**EXERCISE SET**.
A – In the article on migraines and reasonable accommodations, how many of the employee's absences were attributable to her medical condition?
B – Reproduce the part of the migraine accommodation article between "Failure to Provide" and "violated the ADA.", inclusive.

**EXERCISE TEXT**.
▽
Failure to Provide Reasonable Accommodations for Migraines May Result in Legal Headaches
February 06, 2017
The United States District Court for the District of Kansas has denied an employer's motion to dismiss claims that it violated the the Americans with Disabilities Act (“ADA”) for terminating an employee with migraines for attendance problems.
Employee alleged that her migraine headaches constituted a disability entitling her to a reasonable accommodation under the ADA. Employer terminated Employee for “excessive absenteeism” despite the fact that only four of her eleven absences over a 5 month period were attributable to her medical condition. Since Employee’s headaches usually lasted less than one day, and she made up missed work time the following day, Employer believed she did not require a reasonable accommodation. The court disagreed, and determined that Employer violated the ADA.
For a condition to be defined as a disability under the ADA, it must “substantially limit” a “major life activity.” The court relied upon Equal Employment Opportunity Commission (EEOC) regulations defining “substantially limit” to mean that a person is “significantly restricted in the ability to perform either a class of jobs or a broad range of jobs in various classes as compared to the average person having comparable training, skills and abilities.” Employee argued that her migraine headaches, though only affecting her occasionally, “substantially limit” her ability to work. The court agreed.
An employer should be wary of making decisions regarding an employee’s medical condition without review of medical documentation.
△
**ENTRIES SUPPLIED**.
▽
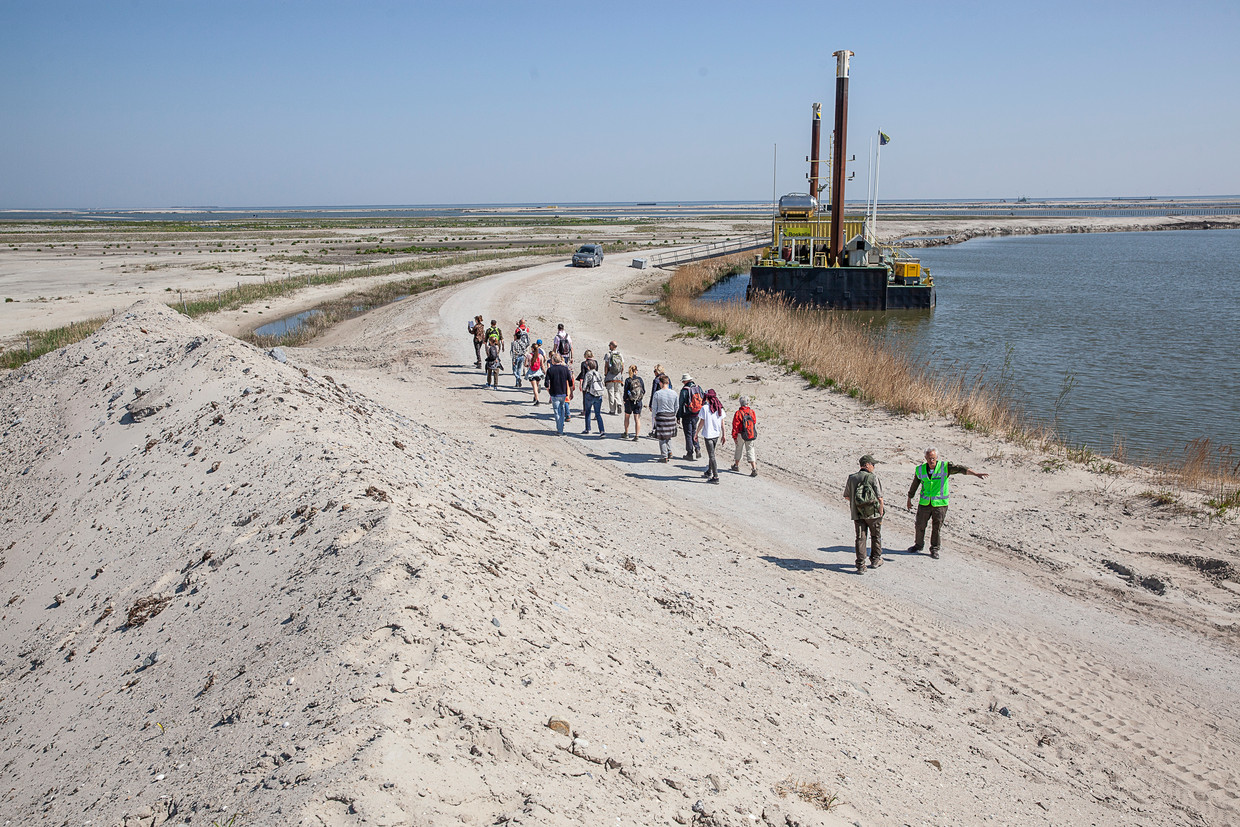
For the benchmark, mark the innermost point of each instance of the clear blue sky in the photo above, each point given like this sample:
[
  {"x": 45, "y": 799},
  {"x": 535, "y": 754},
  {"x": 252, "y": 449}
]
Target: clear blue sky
[{"x": 148, "y": 103}]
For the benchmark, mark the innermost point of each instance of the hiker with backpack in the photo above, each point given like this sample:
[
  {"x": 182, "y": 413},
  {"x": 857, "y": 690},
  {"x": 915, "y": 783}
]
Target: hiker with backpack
[
  {"x": 559, "y": 383},
  {"x": 478, "y": 330},
  {"x": 931, "y": 477},
  {"x": 709, "y": 429},
  {"x": 634, "y": 393},
  {"x": 613, "y": 375},
  {"x": 588, "y": 363},
  {"x": 537, "y": 368},
  {"x": 864, "y": 495},
  {"x": 744, "y": 433},
  {"x": 492, "y": 362},
  {"x": 654, "y": 387},
  {"x": 562, "y": 344},
  {"x": 687, "y": 408},
  {"x": 494, "y": 330},
  {"x": 592, "y": 392},
  {"x": 662, "y": 404},
  {"x": 520, "y": 349}
]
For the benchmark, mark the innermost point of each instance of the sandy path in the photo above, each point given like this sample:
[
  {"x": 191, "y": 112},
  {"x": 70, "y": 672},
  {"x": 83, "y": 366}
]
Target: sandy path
[{"x": 1104, "y": 701}]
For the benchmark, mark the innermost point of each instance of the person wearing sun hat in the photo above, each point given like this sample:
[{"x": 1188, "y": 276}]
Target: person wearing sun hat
[
  {"x": 687, "y": 415},
  {"x": 744, "y": 434},
  {"x": 864, "y": 495}
]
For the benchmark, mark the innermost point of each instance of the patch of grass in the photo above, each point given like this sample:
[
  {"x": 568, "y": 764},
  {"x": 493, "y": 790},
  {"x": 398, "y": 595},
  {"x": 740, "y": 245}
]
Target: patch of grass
[
  {"x": 1080, "y": 454},
  {"x": 812, "y": 791},
  {"x": 37, "y": 342},
  {"x": 1224, "y": 502},
  {"x": 1161, "y": 497},
  {"x": 45, "y": 341},
  {"x": 835, "y": 349},
  {"x": 360, "y": 301}
]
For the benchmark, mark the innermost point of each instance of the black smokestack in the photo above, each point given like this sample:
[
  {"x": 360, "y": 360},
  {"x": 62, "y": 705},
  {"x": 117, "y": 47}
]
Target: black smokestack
[{"x": 838, "y": 159}]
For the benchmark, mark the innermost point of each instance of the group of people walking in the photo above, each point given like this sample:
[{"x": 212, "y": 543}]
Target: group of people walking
[
  {"x": 863, "y": 491},
  {"x": 699, "y": 414}
]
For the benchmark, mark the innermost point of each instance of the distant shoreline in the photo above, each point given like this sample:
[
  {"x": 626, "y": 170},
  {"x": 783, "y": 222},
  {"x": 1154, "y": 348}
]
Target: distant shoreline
[{"x": 904, "y": 233}]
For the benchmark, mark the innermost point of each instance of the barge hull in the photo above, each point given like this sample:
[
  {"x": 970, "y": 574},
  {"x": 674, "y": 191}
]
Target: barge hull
[{"x": 841, "y": 288}]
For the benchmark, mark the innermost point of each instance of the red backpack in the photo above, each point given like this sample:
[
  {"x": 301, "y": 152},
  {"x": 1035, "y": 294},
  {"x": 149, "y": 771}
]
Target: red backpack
[
  {"x": 748, "y": 424},
  {"x": 695, "y": 403}
]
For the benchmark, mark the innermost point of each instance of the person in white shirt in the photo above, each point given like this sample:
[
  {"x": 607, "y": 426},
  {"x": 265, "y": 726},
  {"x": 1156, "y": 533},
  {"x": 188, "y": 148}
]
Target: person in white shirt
[{"x": 709, "y": 430}]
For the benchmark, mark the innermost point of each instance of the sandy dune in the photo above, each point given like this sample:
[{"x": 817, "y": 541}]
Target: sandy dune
[{"x": 377, "y": 582}]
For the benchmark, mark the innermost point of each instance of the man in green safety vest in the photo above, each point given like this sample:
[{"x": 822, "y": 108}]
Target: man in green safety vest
[{"x": 931, "y": 477}]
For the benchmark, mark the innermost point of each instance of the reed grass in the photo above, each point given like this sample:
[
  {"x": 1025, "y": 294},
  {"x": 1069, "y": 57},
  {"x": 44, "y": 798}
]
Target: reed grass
[
  {"x": 360, "y": 301},
  {"x": 835, "y": 350}
]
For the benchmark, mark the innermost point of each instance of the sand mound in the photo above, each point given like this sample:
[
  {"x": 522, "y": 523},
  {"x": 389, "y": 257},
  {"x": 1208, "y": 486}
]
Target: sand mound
[{"x": 236, "y": 585}]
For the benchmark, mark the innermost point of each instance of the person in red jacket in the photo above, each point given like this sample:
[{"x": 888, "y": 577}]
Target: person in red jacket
[{"x": 744, "y": 434}]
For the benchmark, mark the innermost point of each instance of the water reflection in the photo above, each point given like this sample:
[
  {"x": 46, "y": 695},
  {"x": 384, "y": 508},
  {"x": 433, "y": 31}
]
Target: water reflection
[{"x": 1127, "y": 334}]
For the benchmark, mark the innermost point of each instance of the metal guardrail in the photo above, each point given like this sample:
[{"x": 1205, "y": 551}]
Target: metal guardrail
[{"x": 698, "y": 252}]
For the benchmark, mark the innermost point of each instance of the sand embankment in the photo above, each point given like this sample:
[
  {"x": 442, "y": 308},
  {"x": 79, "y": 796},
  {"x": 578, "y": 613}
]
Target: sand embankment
[
  {"x": 377, "y": 582},
  {"x": 940, "y": 232}
]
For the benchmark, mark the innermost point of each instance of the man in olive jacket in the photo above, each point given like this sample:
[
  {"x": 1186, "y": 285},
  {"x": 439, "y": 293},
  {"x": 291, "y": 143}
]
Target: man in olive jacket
[{"x": 931, "y": 477}]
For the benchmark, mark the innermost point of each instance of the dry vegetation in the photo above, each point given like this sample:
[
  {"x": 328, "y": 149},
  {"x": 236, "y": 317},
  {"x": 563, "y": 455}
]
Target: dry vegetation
[
  {"x": 831, "y": 349},
  {"x": 835, "y": 350}
]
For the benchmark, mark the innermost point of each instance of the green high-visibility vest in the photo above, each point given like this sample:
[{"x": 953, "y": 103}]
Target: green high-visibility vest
[{"x": 934, "y": 484}]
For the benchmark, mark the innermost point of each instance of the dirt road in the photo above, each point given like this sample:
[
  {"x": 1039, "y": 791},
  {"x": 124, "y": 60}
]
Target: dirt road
[{"x": 1059, "y": 688}]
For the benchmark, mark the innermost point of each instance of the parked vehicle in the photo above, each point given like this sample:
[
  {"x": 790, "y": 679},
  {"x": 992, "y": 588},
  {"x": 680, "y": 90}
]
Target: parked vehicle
[{"x": 588, "y": 256}]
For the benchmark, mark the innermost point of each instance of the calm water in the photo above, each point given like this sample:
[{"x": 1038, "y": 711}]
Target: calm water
[{"x": 1141, "y": 329}]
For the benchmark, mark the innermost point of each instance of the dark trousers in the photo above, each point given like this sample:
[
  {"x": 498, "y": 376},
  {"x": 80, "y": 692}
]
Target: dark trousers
[
  {"x": 712, "y": 465},
  {"x": 933, "y": 515},
  {"x": 876, "y": 539},
  {"x": 690, "y": 424},
  {"x": 592, "y": 406}
]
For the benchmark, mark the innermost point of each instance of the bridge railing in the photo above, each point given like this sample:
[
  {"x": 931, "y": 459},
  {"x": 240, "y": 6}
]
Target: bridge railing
[{"x": 698, "y": 252}]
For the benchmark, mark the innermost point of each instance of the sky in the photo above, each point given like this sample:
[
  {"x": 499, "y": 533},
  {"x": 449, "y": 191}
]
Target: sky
[{"x": 159, "y": 103}]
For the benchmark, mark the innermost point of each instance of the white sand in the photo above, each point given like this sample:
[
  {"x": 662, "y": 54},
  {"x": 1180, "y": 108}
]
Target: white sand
[{"x": 396, "y": 662}]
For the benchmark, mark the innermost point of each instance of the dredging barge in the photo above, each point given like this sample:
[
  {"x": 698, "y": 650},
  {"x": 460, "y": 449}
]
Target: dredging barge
[{"x": 809, "y": 260}]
△
**RESULTS OF THE TASKS**.
A – Four of her eleven absences.

B –
Failure to Provide Reasonable Accommodations for Migraines May Result in Legal Headaches
February 06, 2017
The United States District Court for the District of Kansas has denied an employer's motion to dismiss claims that it violated the the Americans with Disabilities Act (“ADA”) for terminating an employee with migraines for attendance problems.
Employee alleged that her migraine headaches constituted a disability entitling her to a reasonable accommodation under the ADA. Employer terminated Employee for “excessive absenteeism” despite the fact that only four of her eleven absences over a 5 month period were attributable to her medical condition. Since Employee’s headaches usually lasted less than one day, and she made up missed work time the following day, Employer believed she did not require a reasonable accommodation. The court disagreed, and determined that Employer violated the ADA.